Wednesday, January 1, 2014

Happy New Year! Happy Birthday!

Yves' wonderful sisters, Coco and Gigi, and his great good friend Charlie came for New Year's eve yesterday. Lucy made perfect mashed potatoes by hand and she cooked the biggest, sweetest fresh carrots in buckets of butter with thyme. I was charged with roasting the stuffed lamb shoulder, which should have taken less than an hour. However, I was made to understand that there is no way of cooking meat for the Congolese short of very well done. Well done it was—to the point that I found it virtually inedible, a heartbreak of a delicacy. But everyone else was charmed, so I made up in red wine for what small disappoint of protein I suffered. The cake Yves brought from the bakery that had made their wedding cake would have dissipated the memory of a meal of tinned sardines!
Happy New Year, Happy Birthday!

We celebrated New Years with the French on TV at 11:00. At midnight, the immediate neighborhood erupted with live fireworks that exploded under our very windows and boomed from all directions. In most other African countries, we would likely have ducked for cover, but in laid-back Senegal we could trust people were having fun, as they do to the drumming, the bells, and other rhythmic poundings I hear throughout the day, caused by nothing more, apparently, than being awake and alive.

By 1:00 I had withdrawn to bed, leaving the youngsters. I was fast asleep when Lucy awoke me at 2:15, wondering if her water had broken?. Well, it didn't take long to answer that, and to establish that the big moment had come. Yves flew out the door into the street where taxis were happily in abundance because of the New Year's tumult. My adrenaline-jolted body worked at one speed while my sleep-soaked brains worked at another: I stumbled quickly to the taxi , but without my purse, having promised to pay for any surprise expenses…

The roads were clogged with pedestrian revelers celebrating in the four-lane highway, with bumper-to-bumper taxis, with cars broken down and sitting athwart two lanes—the impediments to traffic were bizarre and numerous and each trouble magnified a hundred times the urgency felt and the distance it seemed we had to go. To Lucy's original question of when to leave for the hospital, her doctor had said, "When contractions are 5 minutes apart." I was glad that Lucy had pressed the point that my labors had lasted only 2-1/2 and 2 hours; her fraternal aunt's had been similarly expeditious. He had revised his instructions. "May you should leave at 10."

## SUPPLIED INFORMATION
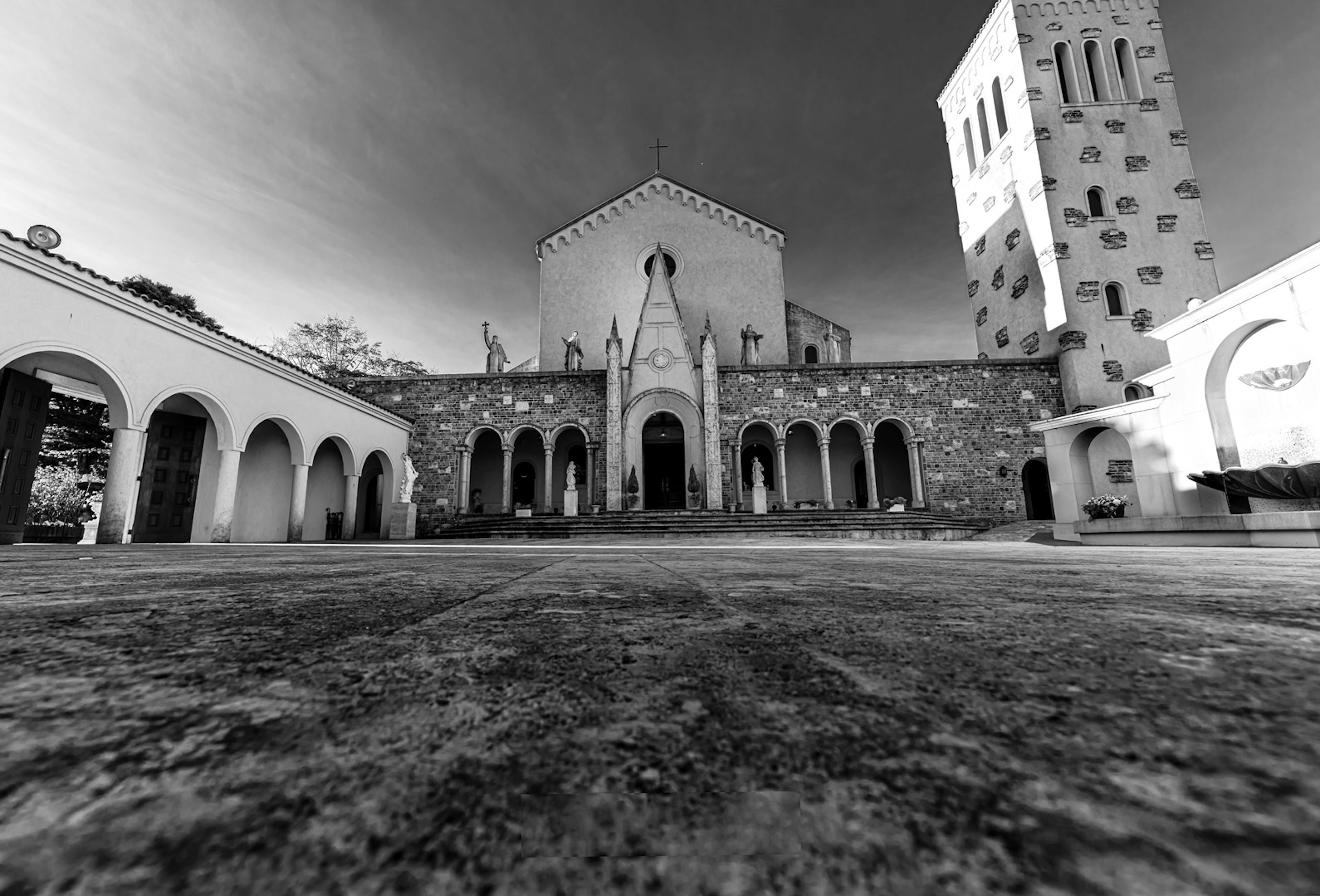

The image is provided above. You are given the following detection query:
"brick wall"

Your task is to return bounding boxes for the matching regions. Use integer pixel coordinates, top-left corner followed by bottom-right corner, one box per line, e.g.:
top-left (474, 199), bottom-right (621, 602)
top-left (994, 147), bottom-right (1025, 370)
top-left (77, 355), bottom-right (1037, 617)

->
top-left (719, 359), bottom-right (1065, 523)
top-left (354, 359), bottom-right (1064, 537)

## TASK INSTRUCTIONS
1. List every person named in the New Year's entry.
2. Reproduce the stretch of the New Year's entry from "Wednesday, January 1, 2014" through "of tinned sardines!".

## RESPONSES PER TASK
1. Yves, Coco, Gigi, Charlie, Lucy

2.
Wednesday, January 1, 2014

Happy New Year! Happy Birthday!

Yves' wonderful sisters, Coco and Gigi, and his great good friend Charlie came for New Year's eve yesterday. Lucy made perfect mashed potatoes by hand and she cooked the biggest, sweetest fresh carrots in buckets of butter with thyme. I was charged with roasting the stuffed lamb shoulder, which should have taken less than an hour. However, I was made to understand that there is no way of cooking meat for the Congolese short of very well done. Well done it was—to the point that I found it virtually inedible, a heartbreak of a delicacy. But everyone else was charmed, so I made up in red wine for what small disappoint of protein I suffered. The cake Yves brought from the bakery that had made their wedding cake would have dissipated the memory of a meal of tinned sardines!